- Your instructions -
Count how many lines in the items below contain the string "beach", and give only that number.

BEGIN Stored data

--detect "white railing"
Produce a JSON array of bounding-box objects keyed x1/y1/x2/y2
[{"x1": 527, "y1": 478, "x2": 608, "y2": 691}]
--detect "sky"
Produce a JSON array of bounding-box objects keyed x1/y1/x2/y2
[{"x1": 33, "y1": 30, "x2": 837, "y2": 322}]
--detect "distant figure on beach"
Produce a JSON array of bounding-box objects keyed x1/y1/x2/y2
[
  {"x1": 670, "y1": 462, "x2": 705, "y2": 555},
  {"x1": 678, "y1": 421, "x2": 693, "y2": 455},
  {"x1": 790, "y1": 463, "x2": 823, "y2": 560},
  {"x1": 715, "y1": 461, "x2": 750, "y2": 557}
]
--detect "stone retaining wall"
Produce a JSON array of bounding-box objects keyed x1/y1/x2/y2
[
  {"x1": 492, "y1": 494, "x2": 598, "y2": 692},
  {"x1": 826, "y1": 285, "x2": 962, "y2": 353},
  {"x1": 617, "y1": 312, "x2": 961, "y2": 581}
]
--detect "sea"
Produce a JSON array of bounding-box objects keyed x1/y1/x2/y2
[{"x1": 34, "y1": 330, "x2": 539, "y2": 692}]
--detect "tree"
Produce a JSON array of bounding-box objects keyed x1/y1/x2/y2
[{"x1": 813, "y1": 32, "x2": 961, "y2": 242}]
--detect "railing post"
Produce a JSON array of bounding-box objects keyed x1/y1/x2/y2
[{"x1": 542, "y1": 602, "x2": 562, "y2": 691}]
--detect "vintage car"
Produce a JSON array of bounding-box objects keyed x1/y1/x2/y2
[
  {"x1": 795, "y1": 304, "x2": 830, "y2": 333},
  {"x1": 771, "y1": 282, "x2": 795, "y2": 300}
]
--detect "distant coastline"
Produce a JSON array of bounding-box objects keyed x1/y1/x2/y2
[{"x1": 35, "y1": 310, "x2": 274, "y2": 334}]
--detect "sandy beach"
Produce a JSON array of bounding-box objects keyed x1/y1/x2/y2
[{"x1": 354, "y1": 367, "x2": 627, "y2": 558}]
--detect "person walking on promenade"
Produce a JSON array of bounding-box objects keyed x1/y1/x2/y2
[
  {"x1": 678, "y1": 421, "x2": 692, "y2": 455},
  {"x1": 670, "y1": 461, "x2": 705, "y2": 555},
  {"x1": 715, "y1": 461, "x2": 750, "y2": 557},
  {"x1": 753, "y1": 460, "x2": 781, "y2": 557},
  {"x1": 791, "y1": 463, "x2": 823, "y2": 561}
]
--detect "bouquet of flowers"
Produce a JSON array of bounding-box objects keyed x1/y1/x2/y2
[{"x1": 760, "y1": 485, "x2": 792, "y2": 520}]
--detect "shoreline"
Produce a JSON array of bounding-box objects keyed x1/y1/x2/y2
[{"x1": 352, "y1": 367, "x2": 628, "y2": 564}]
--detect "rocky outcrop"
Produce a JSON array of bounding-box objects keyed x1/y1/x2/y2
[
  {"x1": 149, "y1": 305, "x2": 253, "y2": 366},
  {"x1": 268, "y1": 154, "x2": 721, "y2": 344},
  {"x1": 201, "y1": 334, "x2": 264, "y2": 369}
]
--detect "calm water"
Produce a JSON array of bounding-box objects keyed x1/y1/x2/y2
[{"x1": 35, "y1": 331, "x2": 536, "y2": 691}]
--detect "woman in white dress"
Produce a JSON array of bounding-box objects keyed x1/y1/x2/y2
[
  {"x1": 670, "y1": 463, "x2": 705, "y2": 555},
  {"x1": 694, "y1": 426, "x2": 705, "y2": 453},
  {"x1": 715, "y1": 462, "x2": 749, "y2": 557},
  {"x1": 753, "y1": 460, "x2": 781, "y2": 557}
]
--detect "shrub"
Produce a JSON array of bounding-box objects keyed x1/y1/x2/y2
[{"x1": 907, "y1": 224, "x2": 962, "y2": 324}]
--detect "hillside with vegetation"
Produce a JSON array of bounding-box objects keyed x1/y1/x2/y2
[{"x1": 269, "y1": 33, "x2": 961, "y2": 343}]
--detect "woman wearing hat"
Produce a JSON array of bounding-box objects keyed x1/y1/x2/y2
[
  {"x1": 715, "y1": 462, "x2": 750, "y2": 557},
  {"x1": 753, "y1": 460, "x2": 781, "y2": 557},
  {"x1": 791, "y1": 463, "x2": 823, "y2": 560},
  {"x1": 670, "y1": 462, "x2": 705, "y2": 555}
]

END Stored data

- Answer for this exercise -
2